**Material for the task**.

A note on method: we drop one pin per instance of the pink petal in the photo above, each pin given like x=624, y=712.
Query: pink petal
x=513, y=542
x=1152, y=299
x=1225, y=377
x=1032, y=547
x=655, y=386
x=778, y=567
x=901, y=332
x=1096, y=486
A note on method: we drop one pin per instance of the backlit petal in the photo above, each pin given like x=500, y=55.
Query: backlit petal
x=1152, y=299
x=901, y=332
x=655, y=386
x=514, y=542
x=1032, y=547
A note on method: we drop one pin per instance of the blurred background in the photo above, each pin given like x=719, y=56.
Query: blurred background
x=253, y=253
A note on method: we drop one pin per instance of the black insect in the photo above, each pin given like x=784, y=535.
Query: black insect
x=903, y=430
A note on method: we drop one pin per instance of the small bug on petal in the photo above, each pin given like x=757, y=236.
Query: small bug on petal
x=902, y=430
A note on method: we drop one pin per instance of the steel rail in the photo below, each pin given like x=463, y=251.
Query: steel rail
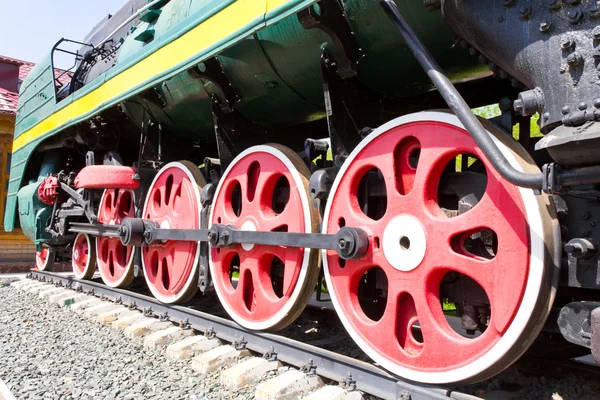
x=368, y=378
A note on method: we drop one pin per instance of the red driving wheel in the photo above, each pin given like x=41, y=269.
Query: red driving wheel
x=415, y=244
x=115, y=261
x=173, y=202
x=265, y=189
x=83, y=256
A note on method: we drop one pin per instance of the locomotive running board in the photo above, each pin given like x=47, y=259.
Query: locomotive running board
x=359, y=374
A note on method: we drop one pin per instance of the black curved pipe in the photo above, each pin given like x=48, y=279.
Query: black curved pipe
x=458, y=105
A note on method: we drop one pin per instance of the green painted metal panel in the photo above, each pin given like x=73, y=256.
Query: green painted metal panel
x=272, y=62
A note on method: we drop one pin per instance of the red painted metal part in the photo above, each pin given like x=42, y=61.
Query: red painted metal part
x=114, y=260
x=254, y=298
x=172, y=202
x=414, y=295
x=80, y=255
x=106, y=177
x=48, y=190
x=41, y=258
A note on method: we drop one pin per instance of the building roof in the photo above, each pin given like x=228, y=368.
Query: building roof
x=9, y=100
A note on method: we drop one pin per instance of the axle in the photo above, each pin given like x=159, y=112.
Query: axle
x=349, y=243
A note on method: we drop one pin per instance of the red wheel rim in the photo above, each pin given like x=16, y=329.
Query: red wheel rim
x=413, y=283
x=41, y=258
x=254, y=302
x=115, y=261
x=81, y=255
x=173, y=201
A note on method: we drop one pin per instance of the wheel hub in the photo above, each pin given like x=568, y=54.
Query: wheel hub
x=251, y=227
x=404, y=243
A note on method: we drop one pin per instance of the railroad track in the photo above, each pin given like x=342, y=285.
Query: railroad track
x=352, y=375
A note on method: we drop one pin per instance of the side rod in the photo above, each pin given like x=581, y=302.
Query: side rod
x=348, y=242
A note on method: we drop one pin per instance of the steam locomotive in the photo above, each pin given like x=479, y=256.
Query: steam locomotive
x=270, y=149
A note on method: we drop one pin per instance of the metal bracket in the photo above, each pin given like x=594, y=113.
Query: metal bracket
x=185, y=324
x=233, y=133
x=85, y=201
x=210, y=333
x=350, y=108
x=148, y=312
x=270, y=355
x=206, y=197
x=212, y=70
x=329, y=16
x=164, y=317
x=348, y=383
x=309, y=368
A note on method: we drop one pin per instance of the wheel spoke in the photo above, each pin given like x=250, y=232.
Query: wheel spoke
x=176, y=186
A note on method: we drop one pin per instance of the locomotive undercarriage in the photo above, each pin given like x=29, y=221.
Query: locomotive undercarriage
x=403, y=230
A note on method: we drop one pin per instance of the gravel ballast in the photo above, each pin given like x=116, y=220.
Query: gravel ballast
x=51, y=353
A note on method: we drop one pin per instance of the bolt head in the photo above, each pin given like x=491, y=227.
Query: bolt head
x=567, y=43
x=518, y=105
x=525, y=12
x=342, y=244
x=574, y=59
x=554, y=4
x=574, y=17
x=545, y=26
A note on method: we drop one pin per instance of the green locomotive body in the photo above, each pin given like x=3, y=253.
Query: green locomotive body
x=269, y=58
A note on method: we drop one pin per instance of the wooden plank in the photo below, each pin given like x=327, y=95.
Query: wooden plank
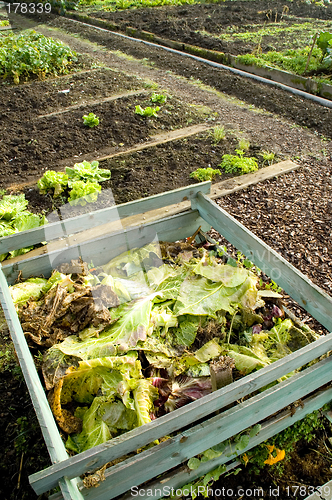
x=74, y=225
x=101, y=249
x=218, y=190
x=241, y=182
x=181, y=476
x=95, y=458
x=44, y=414
x=155, y=140
x=297, y=285
x=150, y=463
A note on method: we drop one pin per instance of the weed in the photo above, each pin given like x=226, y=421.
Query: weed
x=205, y=174
x=244, y=144
x=32, y=53
x=161, y=98
x=217, y=133
x=238, y=163
x=148, y=111
x=268, y=156
x=90, y=120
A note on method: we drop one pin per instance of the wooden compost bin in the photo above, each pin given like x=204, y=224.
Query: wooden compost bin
x=100, y=236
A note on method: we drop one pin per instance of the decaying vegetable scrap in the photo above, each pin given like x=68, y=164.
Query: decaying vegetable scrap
x=138, y=337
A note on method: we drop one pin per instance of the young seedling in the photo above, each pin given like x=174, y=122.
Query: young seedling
x=268, y=156
x=148, y=111
x=238, y=163
x=161, y=98
x=90, y=120
x=204, y=174
x=218, y=133
x=244, y=144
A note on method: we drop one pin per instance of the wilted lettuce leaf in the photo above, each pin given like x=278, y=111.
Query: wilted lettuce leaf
x=157, y=275
x=31, y=288
x=185, y=334
x=144, y=395
x=133, y=261
x=208, y=351
x=107, y=415
x=117, y=416
x=230, y=276
x=133, y=325
x=245, y=364
x=170, y=287
x=55, y=366
x=12, y=205
x=200, y=297
x=94, y=430
x=163, y=317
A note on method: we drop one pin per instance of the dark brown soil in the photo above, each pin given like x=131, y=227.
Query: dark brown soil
x=302, y=112
x=181, y=23
x=34, y=144
x=299, y=202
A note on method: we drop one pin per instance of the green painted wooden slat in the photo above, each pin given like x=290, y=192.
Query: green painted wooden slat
x=297, y=285
x=181, y=476
x=137, y=438
x=101, y=250
x=74, y=225
x=45, y=417
x=150, y=463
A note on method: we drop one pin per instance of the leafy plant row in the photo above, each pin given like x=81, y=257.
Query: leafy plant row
x=33, y=54
x=315, y=59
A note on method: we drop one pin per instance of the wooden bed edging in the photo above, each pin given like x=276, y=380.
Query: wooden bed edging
x=183, y=475
x=74, y=225
x=297, y=285
x=95, y=458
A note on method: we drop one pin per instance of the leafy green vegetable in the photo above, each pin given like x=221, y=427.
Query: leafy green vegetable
x=30, y=53
x=161, y=98
x=144, y=395
x=86, y=171
x=205, y=174
x=148, y=111
x=90, y=120
x=83, y=192
x=31, y=288
x=53, y=180
x=238, y=163
x=14, y=218
x=26, y=220
x=324, y=42
x=11, y=205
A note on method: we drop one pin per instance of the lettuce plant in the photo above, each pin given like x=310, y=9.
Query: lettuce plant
x=161, y=98
x=205, y=174
x=83, y=192
x=86, y=171
x=31, y=53
x=52, y=180
x=15, y=218
x=238, y=163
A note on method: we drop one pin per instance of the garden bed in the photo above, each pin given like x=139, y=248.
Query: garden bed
x=286, y=138
x=234, y=30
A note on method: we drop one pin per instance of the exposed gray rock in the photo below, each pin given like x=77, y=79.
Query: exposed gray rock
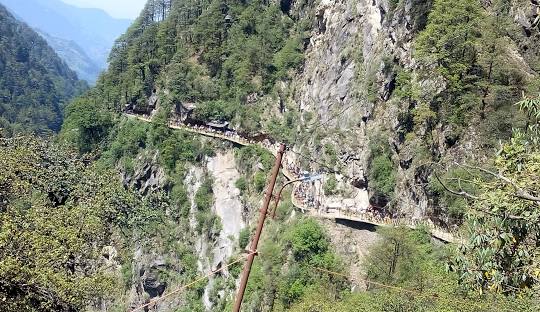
x=148, y=175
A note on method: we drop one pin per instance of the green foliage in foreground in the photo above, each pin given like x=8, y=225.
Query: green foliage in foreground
x=56, y=216
x=284, y=271
x=413, y=272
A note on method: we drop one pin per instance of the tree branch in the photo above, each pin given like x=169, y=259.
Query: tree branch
x=520, y=193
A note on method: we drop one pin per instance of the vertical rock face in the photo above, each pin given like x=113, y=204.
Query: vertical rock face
x=347, y=82
x=227, y=203
x=345, y=51
x=228, y=207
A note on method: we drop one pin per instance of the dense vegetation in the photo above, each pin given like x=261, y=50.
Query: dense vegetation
x=223, y=56
x=57, y=217
x=189, y=52
x=35, y=84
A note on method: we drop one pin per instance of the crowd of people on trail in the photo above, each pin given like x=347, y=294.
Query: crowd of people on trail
x=305, y=193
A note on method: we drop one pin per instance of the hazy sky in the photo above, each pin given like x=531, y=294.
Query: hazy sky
x=116, y=8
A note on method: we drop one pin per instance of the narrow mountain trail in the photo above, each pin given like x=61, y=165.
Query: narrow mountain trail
x=320, y=212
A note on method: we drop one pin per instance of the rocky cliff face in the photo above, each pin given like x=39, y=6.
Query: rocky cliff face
x=346, y=87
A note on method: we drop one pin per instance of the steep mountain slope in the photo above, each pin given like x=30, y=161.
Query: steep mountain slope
x=91, y=29
x=75, y=57
x=381, y=98
x=35, y=83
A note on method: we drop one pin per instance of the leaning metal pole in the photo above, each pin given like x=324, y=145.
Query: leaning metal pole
x=262, y=219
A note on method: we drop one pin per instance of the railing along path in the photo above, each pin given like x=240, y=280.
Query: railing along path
x=324, y=213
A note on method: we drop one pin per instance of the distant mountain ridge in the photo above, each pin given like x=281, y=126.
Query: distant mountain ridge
x=35, y=84
x=92, y=30
x=74, y=56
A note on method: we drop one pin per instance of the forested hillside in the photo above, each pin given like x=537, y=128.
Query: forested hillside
x=404, y=119
x=35, y=84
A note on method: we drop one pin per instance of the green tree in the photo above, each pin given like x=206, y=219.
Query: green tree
x=57, y=217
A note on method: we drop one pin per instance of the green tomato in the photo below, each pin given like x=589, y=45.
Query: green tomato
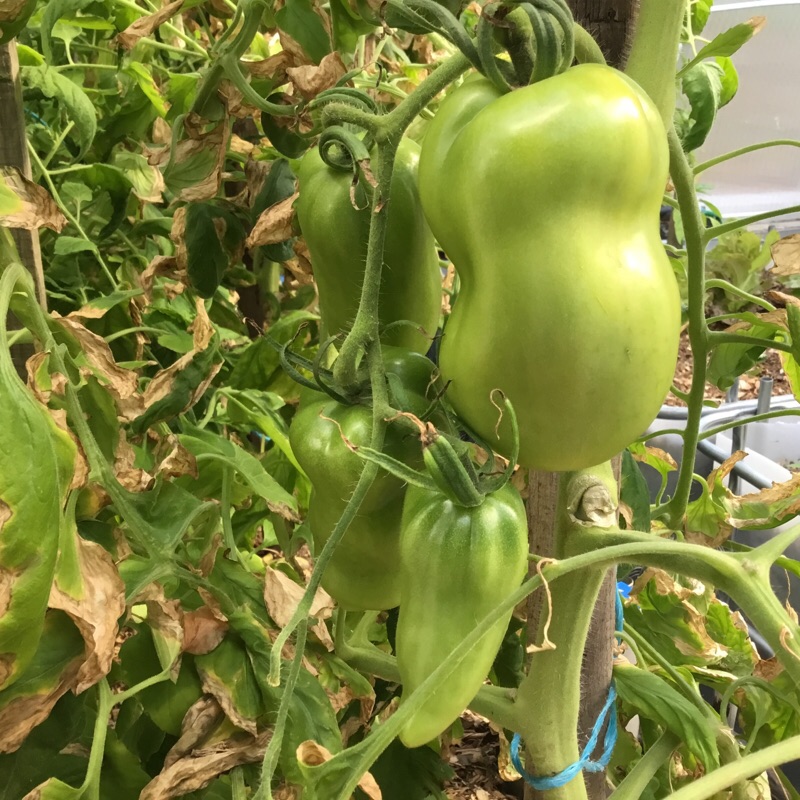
x=457, y=565
x=336, y=233
x=364, y=571
x=547, y=201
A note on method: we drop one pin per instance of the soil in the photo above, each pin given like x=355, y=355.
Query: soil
x=769, y=367
x=474, y=758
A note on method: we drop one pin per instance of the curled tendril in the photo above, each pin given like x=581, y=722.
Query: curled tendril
x=345, y=94
x=548, y=57
x=560, y=11
x=491, y=66
x=342, y=149
x=552, y=29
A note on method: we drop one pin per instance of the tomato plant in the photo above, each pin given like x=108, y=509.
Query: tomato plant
x=333, y=293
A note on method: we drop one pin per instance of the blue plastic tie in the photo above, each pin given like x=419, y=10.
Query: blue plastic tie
x=585, y=763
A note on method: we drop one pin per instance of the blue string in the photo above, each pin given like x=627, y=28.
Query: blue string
x=609, y=740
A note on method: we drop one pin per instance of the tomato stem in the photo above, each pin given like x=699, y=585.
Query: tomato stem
x=694, y=225
x=654, y=52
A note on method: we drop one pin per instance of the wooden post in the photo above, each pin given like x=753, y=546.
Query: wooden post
x=610, y=22
x=14, y=153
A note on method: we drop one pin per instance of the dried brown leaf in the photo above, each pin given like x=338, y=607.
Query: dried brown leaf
x=310, y=80
x=122, y=383
x=133, y=478
x=95, y=610
x=19, y=717
x=80, y=468
x=274, y=224
x=221, y=692
x=781, y=299
x=146, y=26
x=215, y=141
x=198, y=726
x=203, y=630
x=202, y=766
x=179, y=461
x=201, y=328
x=38, y=210
x=282, y=595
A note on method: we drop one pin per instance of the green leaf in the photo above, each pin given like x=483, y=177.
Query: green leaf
x=249, y=408
x=724, y=44
x=169, y=511
x=229, y=670
x=57, y=748
x=347, y=27
x=728, y=361
x=143, y=77
x=54, y=11
x=305, y=26
x=9, y=201
x=184, y=390
x=767, y=508
x=210, y=247
x=78, y=106
x=123, y=777
x=405, y=774
x=146, y=180
x=180, y=90
x=701, y=11
x=258, y=363
x=282, y=132
x=657, y=700
x=702, y=85
x=165, y=703
x=111, y=179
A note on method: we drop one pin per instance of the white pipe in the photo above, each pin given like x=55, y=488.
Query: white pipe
x=754, y=4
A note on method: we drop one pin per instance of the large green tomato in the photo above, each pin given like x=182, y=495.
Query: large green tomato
x=364, y=571
x=457, y=564
x=547, y=201
x=336, y=233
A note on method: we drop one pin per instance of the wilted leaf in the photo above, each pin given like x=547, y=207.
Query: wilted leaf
x=122, y=383
x=194, y=172
x=766, y=508
x=145, y=26
x=218, y=448
x=57, y=86
x=52, y=672
x=203, y=630
x=311, y=754
x=227, y=674
x=202, y=766
x=174, y=390
x=311, y=80
x=655, y=699
x=282, y=596
x=89, y=590
x=178, y=461
x=35, y=208
x=165, y=619
x=274, y=225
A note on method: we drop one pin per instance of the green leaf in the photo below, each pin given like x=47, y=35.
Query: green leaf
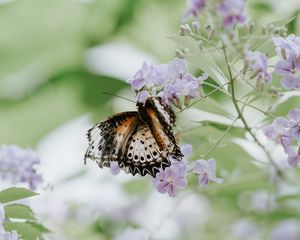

**Goal of the exercise**.
Pull out all lines from the listing that contain the string "below".

**Your response**.
A note on method: we drop one pin per instance of the steel rail in the photo below, each pin given like x=463, y=251.
A note on method: we drop one pin per instance of the wooden plank in the photo below, each pin given like x=327, y=95.
A note on method: we drop one pin per instance of the exposed gray rock in the photo below, each pin given like x=77, y=79.
A note on method: we drop one pin per instance of the green tomato in the photo below, each pin given like x=589, y=45.
A note on method: we drop one pin per instance of the green leaf in the photo below, each pin given like x=47, y=35.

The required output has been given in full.